#### EXERCISE:
Pick up the Fantasia festival recap after its final paragraph and write the next part in the same voice.

#### EXTRACT PROVIDED:
Fantasia: Days 16 Through 18
The final weekend of Fantasia delivered in spades. The screenings divided audiences, prompted walkouts, and had viewers rolling in the aisles and salting their popcorn with tears of joy celebrating the rebirth of Coffin Joe.
On Friday just about everyone was split in their opinions of The Children and Deadgirl, which led to a lot of hotheaded arguing over drinks. Some folks thought The Children (review here) was the best horror movie of the year; whereas others found it boring, unbelievable, and confusing. Paul and I fell into the latter camp.
Deadgirl was a lot less contentious, as just about everyone found it to be an unintelligent, misogynistic, and heavily watered down film. My assessment is slightly more forgiving, as I thought the premise was intriguing, even if it was mostly wasted. It’s a shame the directors decided to spend so much time on the more commercial, romance, and jokey bits, especially since they mostly don’t work. Had they decided to keep the focus on male sexuality and the extreme horror inherent in the movie’s effective set-up, Deadgirl (review here) could have been a very hard-hitting film.
The one thing no one is disputing is that José Mojica Marins has, along with the help of co-writer Dennison Ramalho, successfully resurrected Coffin Joe. Brazil’s superior being is back, more willing than ever, to violently test the limits of flesh in his search for the perfect woman. Easily the most interesting, entertaining, and shocking film of Fantasia 2009, Embodiment of Evil (review here) is the one recommendation readers should take away from this year's coverage. The lifetime achievement award presented by Fantasia to Marins is well deserved.
Prior to the cortex scrambling screening of Coffin Joe’s opus, we caught Best Worst Movie (review here), the much lauded documentary about the Troll 2 phenomenon. Directed by none other than little Joshua himself (Michael Stephenson), Best Worst Movie follows George “You don’t piss on hospitality” Hardy and the director as they travel around the world attending sold out screenings of Troll 2. The film transcends its subject matter, ultimately becoming a meditation on unfulfilled dreams, small-time fame, cult films, the directors that create them, the fans that love them, and, uh, dentistry. We had a blast at the screening despite never having sat through Troll 2 in its entirety.

#### DATA BELOW:
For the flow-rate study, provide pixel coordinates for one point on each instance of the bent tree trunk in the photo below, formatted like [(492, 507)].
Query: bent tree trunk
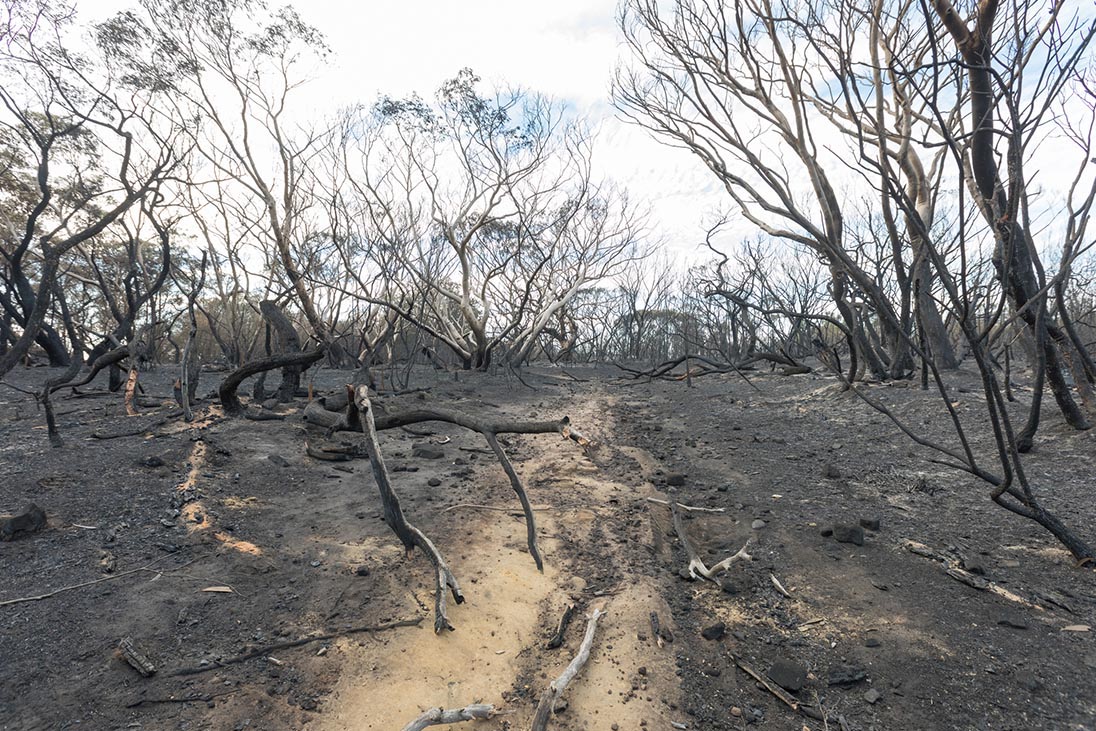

#### WRITTEN REPLY:
On Sunday we checked out one of the late additions to the Fantasia lineup, House of the Devil (review here). Coming from someone that really, really disliked The Roost, I was not all that enthused to be sitting through another Ti West movie, but boy am I glad I did. His latest film rectifies every issue that plagued The Roost, and then some. House of the Devil is easily THE most successful 80’s horror homage film, ever! If you put this flick on TV, it would be indistinguishable from a real horror movie from 1982. The lone girl in a scary house is straight out of When A Stranger Calls (1979), the satanic family has echoes of Rosemary’s Baby (1968), and the left-field gore has flashes of Haute Tension (2003) but from the credits, the wardrobe, the hair and makeup, to the production design, the cinematography, and the pacing, everything else is absolutely believably 80’s. While not a lot happens up until the final fifteen minutes of the movie, the actors are so compelling and likable, that I was never bored. Jocelin Donahue, in the role of Samantha, reminded me of a more adorable, fully clothed version of Tanya Roberts. If that’s not 80’s, what is?
Up tonight we’ll be seeing I Sell the Dead, tomorrow is Neighbor, and then, we’ll finish ’er off with Inglorious Basterds!